» Records of labeled points
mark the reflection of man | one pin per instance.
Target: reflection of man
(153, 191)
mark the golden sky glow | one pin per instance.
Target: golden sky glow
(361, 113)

» Exercise
Please switch every "Target" in the entries above to "Object" and leave all other text unchanged.

» Response to this exercise
mark the reflection of man | one pin per instance.
Object: reflection of man
(153, 191)
mark the golden sky glow | one pin per instance.
Object: golden sky glow
(361, 113)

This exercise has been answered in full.